• [Aim of the task]: The answer must be every line of the records below that contains the word "gets".
______
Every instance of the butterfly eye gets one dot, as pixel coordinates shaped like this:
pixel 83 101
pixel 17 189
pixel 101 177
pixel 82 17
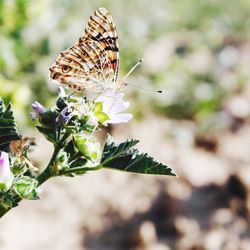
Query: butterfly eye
pixel 66 69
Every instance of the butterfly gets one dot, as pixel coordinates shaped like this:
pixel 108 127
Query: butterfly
pixel 92 64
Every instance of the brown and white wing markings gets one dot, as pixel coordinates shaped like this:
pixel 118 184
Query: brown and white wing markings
pixel 93 59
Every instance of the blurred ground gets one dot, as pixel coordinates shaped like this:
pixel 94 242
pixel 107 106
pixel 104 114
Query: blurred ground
pixel 198 51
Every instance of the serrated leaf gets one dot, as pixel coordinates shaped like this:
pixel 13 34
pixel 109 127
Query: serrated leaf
pixel 125 157
pixel 8 130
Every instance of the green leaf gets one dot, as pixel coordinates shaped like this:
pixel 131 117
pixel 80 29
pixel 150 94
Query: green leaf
pixel 26 187
pixel 125 157
pixel 8 130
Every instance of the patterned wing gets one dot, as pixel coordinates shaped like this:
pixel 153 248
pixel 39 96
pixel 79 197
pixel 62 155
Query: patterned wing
pixel 93 60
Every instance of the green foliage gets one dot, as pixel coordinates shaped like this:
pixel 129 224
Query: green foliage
pixel 26 188
pixel 8 130
pixel 125 157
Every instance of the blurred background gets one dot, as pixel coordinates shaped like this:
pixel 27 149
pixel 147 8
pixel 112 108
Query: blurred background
______
• [Answer box]:
Every instance of the butterfly eye gets one dot, as pixel coordinates shaped like this:
Every instance of the butterfly gets one dot, as pixel coordinates shaped like this:
Every instance of the brown and white wing markings gets one dot, as pixel coordinates shaped like this:
Every instance of the blurred ground gets one dot, as pixel coordinates shaped like this:
Every instance of the serrated leaf gets one dot, as pixel coordinates shaped like this:
Every instance of the green leaf gets one dot, as pixel coordinates shaped like this:
Every instance of the patterned wing gets one dot, as pixel coordinates shaped like this:
Every instance of the green foliage gets one dot, as pixel coordinates shaped like this:
Every instance of the blurred background gets one dot, as pixel coordinates shaped like this:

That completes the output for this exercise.